--- Given entries Enclosed Below ---

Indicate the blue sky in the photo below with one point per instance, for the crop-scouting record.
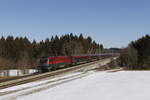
(113, 23)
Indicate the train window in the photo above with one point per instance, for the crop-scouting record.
(42, 61)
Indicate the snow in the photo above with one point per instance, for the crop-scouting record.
(37, 83)
(16, 72)
(123, 85)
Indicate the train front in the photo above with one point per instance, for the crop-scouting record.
(44, 65)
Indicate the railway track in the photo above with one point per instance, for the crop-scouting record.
(48, 74)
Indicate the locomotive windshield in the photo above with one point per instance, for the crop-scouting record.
(43, 60)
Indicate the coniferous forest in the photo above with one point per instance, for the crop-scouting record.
(20, 53)
(137, 54)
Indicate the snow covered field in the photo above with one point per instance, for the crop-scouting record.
(123, 85)
(16, 72)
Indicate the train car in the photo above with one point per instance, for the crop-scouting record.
(53, 63)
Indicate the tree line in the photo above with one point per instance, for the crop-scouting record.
(137, 54)
(20, 53)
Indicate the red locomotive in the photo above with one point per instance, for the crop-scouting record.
(53, 63)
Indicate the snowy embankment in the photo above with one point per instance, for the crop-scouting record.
(16, 72)
(123, 85)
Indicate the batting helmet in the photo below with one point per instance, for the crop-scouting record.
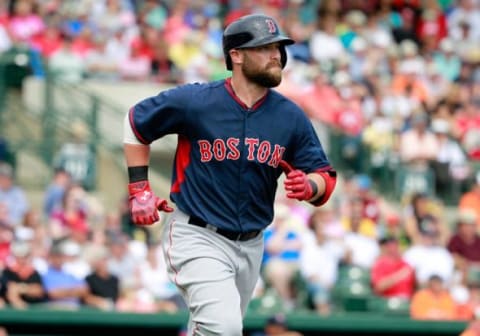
(252, 31)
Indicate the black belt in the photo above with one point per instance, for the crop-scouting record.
(232, 235)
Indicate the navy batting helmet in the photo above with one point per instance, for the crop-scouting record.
(252, 31)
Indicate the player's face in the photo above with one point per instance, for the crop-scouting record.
(262, 65)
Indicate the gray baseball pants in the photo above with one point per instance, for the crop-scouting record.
(216, 275)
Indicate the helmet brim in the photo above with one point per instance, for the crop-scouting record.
(283, 40)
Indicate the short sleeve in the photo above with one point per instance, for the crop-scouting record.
(156, 116)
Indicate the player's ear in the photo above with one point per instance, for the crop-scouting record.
(236, 55)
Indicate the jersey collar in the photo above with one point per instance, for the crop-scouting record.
(228, 86)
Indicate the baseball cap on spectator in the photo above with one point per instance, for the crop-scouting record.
(356, 18)
(359, 44)
(70, 248)
(419, 117)
(440, 126)
(408, 48)
(23, 233)
(277, 319)
(467, 216)
(364, 182)
(387, 239)
(341, 78)
(446, 45)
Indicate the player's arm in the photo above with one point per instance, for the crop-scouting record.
(143, 203)
(316, 187)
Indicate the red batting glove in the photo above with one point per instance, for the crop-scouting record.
(144, 204)
(297, 183)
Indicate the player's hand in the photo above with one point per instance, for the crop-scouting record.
(144, 204)
(297, 184)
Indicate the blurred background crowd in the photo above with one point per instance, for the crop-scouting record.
(395, 84)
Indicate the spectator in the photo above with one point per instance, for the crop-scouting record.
(320, 259)
(433, 302)
(12, 196)
(75, 262)
(325, 47)
(22, 282)
(24, 23)
(63, 289)
(360, 239)
(76, 156)
(391, 275)
(446, 62)
(103, 287)
(471, 199)
(472, 329)
(357, 221)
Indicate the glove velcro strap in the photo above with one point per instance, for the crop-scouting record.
(330, 177)
(136, 187)
(137, 173)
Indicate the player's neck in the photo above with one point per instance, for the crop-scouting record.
(249, 93)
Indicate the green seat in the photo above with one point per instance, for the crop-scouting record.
(389, 306)
(351, 274)
(352, 295)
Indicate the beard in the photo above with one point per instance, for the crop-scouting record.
(269, 77)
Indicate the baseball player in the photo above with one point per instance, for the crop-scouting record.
(235, 137)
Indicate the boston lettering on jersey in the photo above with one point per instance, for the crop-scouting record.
(261, 151)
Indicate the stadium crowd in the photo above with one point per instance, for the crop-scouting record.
(398, 82)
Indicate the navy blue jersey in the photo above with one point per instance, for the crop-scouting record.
(226, 163)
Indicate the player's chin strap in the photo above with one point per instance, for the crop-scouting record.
(330, 177)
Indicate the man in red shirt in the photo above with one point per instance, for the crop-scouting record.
(391, 275)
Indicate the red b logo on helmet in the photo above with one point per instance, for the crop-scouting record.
(272, 28)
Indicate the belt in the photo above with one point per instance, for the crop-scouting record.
(231, 235)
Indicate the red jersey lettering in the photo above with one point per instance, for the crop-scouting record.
(251, 143)
(233, 152)
(205, 150)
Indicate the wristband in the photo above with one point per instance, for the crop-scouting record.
(314, 187)
(137, 173)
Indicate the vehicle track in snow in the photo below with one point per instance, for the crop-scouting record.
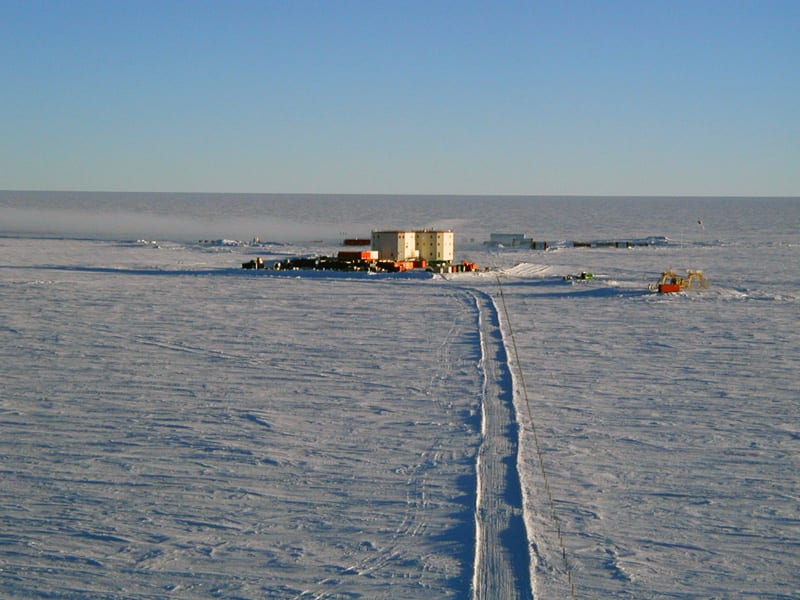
(502, 558)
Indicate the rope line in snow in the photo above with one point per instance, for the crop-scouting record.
(551, 504)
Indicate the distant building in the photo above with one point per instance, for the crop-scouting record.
(428, 245)
(509, 239)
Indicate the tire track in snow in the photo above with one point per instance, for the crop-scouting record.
(502, 560)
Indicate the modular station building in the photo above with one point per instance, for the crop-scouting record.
(429, 245)
(391, 251)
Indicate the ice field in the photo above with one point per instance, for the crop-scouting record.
(172, 426)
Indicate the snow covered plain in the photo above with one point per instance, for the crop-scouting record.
(172, 426)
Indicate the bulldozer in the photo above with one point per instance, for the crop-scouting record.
(671, 282)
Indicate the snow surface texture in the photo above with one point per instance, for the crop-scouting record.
(174, 426)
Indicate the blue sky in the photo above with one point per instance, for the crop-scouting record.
(644, 97)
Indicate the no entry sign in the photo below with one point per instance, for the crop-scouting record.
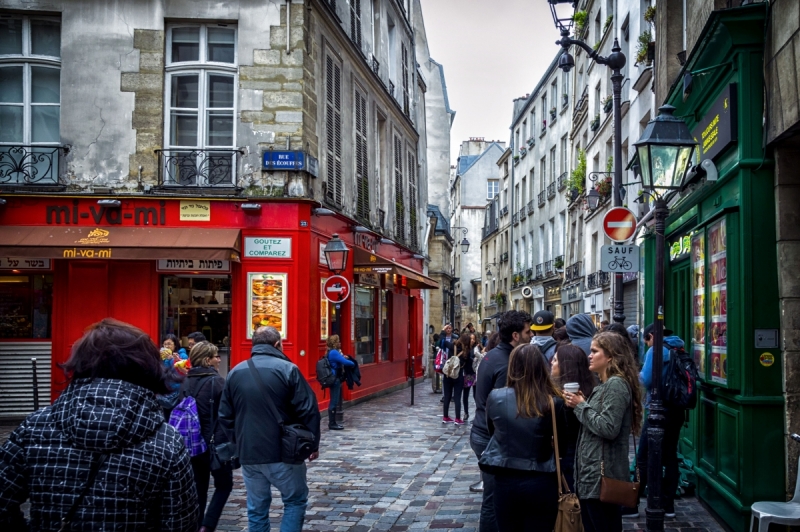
(336, 289)
(619, 224)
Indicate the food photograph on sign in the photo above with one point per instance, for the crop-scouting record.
(267, 293)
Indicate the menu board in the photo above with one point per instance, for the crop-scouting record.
(699, 302)
(718, 270)
(323, 312)
(267, 302)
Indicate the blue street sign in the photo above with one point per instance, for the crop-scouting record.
(283, 160)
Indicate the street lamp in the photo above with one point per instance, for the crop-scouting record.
(336, 253)
(665, 153)
(563, 12)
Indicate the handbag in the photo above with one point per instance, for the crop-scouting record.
(297, 442)
(220, 453)
(619, 492)
(569, 507)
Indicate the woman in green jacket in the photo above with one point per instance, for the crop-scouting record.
(607, 417)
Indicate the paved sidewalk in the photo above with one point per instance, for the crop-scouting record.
(396, 467)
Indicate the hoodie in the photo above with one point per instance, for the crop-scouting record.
(581, 330)
(145, 484)
(547, 345)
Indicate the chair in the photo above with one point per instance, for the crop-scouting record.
(780, 513)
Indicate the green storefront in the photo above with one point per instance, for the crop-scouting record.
(721, 292)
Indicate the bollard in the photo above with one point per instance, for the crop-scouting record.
(35, 385)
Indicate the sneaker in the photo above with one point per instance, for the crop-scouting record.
(630, 513)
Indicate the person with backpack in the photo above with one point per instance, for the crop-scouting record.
(205, 385)
(543, 326)
(338, 362)
(674, 416)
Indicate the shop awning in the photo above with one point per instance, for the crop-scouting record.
(366, 262)
(127, 243)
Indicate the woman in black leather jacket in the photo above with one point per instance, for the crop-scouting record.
(520, 453)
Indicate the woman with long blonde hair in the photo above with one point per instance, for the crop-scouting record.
(520, 453)
(608, 417)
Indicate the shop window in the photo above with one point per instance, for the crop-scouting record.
(200, 88)
(26, 303)
(30, 98)
(365, 324)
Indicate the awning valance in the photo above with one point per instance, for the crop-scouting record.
(366, 262)
(127, 243)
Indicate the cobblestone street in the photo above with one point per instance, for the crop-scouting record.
(397, 467)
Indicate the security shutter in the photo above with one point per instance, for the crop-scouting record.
(16, 377)
(412, 200)
(333, 131)
(399, 203)
(361, 159)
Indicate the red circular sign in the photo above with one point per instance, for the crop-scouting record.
(336, 289)
(619, 224)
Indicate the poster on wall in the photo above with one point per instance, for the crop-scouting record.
(718, 278)
(267, 295)
(699, 307)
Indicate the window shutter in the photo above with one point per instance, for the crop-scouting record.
(406, 109)
(361, 162)
(399, 203)
(412, 200)
(355, 22)
(333, 132)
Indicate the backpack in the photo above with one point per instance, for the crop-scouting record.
(326, 377)
(680, 380)
(186, 421)
(439, 361)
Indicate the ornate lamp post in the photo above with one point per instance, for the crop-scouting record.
(665, 154)
(563, 12)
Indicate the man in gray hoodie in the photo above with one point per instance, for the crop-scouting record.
(581, 330)
(542, 328)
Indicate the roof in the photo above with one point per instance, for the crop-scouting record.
(442, 224)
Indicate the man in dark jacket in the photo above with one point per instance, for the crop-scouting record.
(248, 421)
(515, 329)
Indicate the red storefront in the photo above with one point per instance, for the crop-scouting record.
(179, 265)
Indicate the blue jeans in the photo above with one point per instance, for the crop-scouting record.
(290, 480)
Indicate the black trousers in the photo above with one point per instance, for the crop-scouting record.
(600, 516)
(526, 503)
(452, 392)
(223, 485)
(669, 457)
(488, 522)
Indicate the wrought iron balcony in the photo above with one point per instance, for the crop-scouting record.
(30, 165)
(197, 168)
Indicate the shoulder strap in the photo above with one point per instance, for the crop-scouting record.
(96, 465)
(264, 392)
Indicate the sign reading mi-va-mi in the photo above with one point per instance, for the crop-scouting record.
(283, 160)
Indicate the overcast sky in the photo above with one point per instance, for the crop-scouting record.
(492, 51)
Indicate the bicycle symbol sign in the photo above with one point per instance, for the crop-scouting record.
(619, 258)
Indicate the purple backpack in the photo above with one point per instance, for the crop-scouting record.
(186, 421)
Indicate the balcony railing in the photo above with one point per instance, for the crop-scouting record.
(197, 168)
(562, 181)
(573, 272)
(30, 165)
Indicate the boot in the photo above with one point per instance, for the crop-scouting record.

--- End of Enclosed Given entries ---

Starting at the line that contains "Indicate the sign", retype each remaining line of the records exactly; that line and the last line are both included.

Indicate the sign reading mi-va-mi in the photo above with one point per instance, for the crop-scouting record.
(283, 160)
Indicate the overcast sky in the photo above with one point per instance, for the crop-scouting record.
(492, 51)
Indicate the bicycle symbol sign in the photo above with one point per instance, for the crop-scouting record.
(619, 258)
Indicate the purple backpack in the photo above with one point per instance, for the crop-scouting record.
(186, 421)
Indicate the balcony railing in the photo above with one point per instance, for the crop-scouting record.
(197, 168)
(562, 181)
(573, 272)
(30, 165)
Indicate the boot in the photo above with one point per instance, for the crop-scouting record.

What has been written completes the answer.